» **Uit te voeren taak**: Geef uit de tekst over goed werkgeverschap alle onderdelen die werknemers volgens de resultaten van TNO als onderdeel van goed werkgeverschap typeerden.

» **Geselecteerde tekst**:
——
Verder blijkt dat reeds verwijderde items van transformationeel leiderschap na
factoranalyse wel positief gerelateerd waren aan help the group. Wellicht sluit dit aan bij
de theorie dat transformationeel leiderschap uit meerdere dimensies bestaat.
3
Introductie
Volgens het burgerlijk wetboek moet iedere werknemer en werkgever zich als een
goed werknemer en goed werkgever gedragen. Maar het burgerlijk wetboek geeft
hierover geen precieze beschrijving. Een aantal jaar geleden heeft de Hoge Raad een
uitspraak gedaan waarin bepaald werd dat een werknemer in het algemeen positief
behoort in te gaan op redelijke voorstellen van de werkgever, verband houdend met
gewijzigde omstandigheden op het werk.
TNO deed in 2004 een onderzoek naar goed werknemerschap en goed
werkgeverschap. Ze ondervroegen 500 werknemers en 1000 werkgevers over wat goed
werknemerschap en goed werkgeverschap nou werkelijk inhoudt. De kern van goed
werknemerschap is dat een medewerker toegevoegde waarde heeft vanuit het perspectief
van de werkgever. Dat kan toegevoegde waarde in economische zin zijn en/of
toegevoegde waarde in sociale zin.
Uit de resultaten van TNO blijkt dat goed werkgeverschap een belangrijke invloed
heeft op goed werknemerschap. Werknemers zijn bereid iets extra’s te doen voor goede
werkgevers. Werknemers typeerden het bieden van uitdagend werk, zorgen voor
waardering, ruimte geven aan individuele wensen en behoeften en het goed luisteren naar
medewerkers als een onderdeel van goed werkgeverschap.
Hieruit valt op te maken dat het belangrijk is voor werkgevers of leidinggevenden
om goed te communiceren met werknemers of ondergeschikten. Om op die manier een
goede relatie op te bouwen die de ruimte biedt om goed te luisteren naar de wensen en
behoeften van het individu. Goed werkgeverschap is het gedrag van werkgevers en
leidinggevenden dat optimaal rekening houdt met de belangen en gevoelens van
werknemers, vanuit de overtuiging dat het voordeel heeft voor ons allen (TNO, 2004).
Vanuit de theorie zijn de concepten die hiervoor relevant zijn transformationeel
leiderschap en leader-member exchange.Een goede ontwikkelde uitwisselingsrelatie
(hoge LMX) hangt samen met transformationeel leiderschap (Graen & Uhl-Bien, 1995).
——
» **Opgeslagen gegevens**:
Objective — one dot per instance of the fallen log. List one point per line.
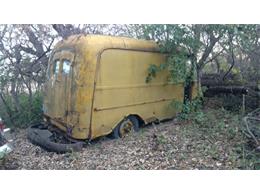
(236, 90)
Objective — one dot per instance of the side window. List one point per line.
(56, 67)
(66, 66)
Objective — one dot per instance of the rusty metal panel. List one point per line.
(106, 82)
(121, 89)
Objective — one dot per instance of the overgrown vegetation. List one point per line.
(28, 112)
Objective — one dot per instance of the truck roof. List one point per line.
(102, 42)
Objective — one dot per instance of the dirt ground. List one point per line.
(169, 145)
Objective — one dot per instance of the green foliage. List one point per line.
(188, 108)
(153, 70)
(26, 115)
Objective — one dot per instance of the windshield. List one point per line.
(60, 63)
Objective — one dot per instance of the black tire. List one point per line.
(116, 131)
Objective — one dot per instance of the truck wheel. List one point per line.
(129, 124)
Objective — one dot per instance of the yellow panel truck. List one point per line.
(96, 85)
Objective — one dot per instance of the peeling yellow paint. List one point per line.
(106, 83)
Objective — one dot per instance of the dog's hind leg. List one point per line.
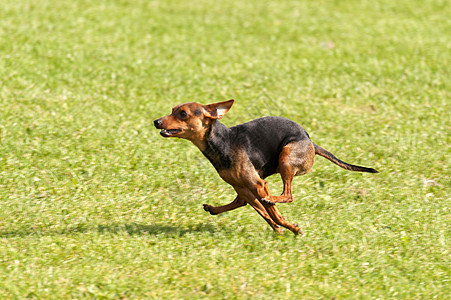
(280, 220)
(296, 158)
(216, 210)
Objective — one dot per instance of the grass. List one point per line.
(95, 204)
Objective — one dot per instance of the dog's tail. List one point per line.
(324, 153)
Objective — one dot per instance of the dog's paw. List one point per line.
(267, 201)
(207, 208)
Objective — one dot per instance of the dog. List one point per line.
(244, 155)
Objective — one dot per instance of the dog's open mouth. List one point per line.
(169, 132)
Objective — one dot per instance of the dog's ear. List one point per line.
(218, 110)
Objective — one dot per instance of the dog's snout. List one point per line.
(157, 123)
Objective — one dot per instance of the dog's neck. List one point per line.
(216, 146)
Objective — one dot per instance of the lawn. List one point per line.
(94, 203)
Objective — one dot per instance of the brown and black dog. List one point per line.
(244, 155)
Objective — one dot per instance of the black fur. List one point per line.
(262, 139)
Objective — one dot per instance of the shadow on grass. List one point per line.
(128, 228)
(154, 229)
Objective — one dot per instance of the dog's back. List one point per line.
(264, 138)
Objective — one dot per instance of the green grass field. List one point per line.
(95, 204)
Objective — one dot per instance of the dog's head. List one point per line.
(191, 120)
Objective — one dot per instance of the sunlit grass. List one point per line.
(95, 204)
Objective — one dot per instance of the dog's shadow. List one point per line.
(116, 228)
(154, 229)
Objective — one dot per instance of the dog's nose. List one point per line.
(157, 123)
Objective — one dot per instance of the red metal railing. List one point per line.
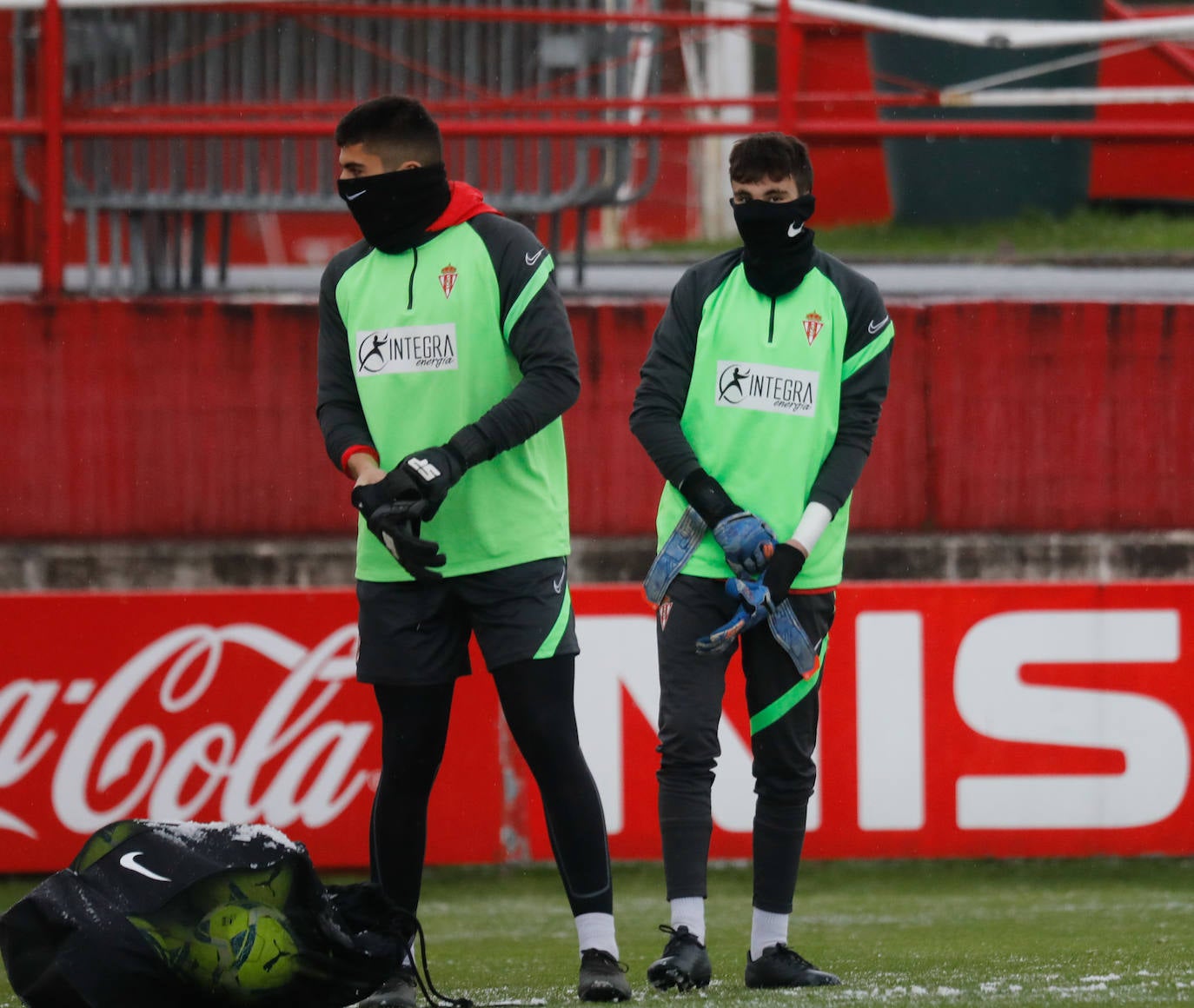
——
» **Antwoord op opdracht**:
- het bieden van uitdagend werk
- zorgen voor waardering
- ruimte geven aan individuele wensen en behoeften
- het goed luisteren naar medewerkers